____ Data for the task
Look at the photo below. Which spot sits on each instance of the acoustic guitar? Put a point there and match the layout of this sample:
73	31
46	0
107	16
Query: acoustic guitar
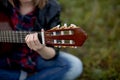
58	36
________
Reproduce the listing above in full, requests included, and add -83 to each point coordinate in the answers while leaving all other numbers unchanged. Leave the pictures out.

Complete response:
Look at the photo below. Which spot sits on each instance of the acoustic guitar? Put a point there and match the layout of this sample:
73	31
46	0
107	16
Query: acoustic guitar
-25	-47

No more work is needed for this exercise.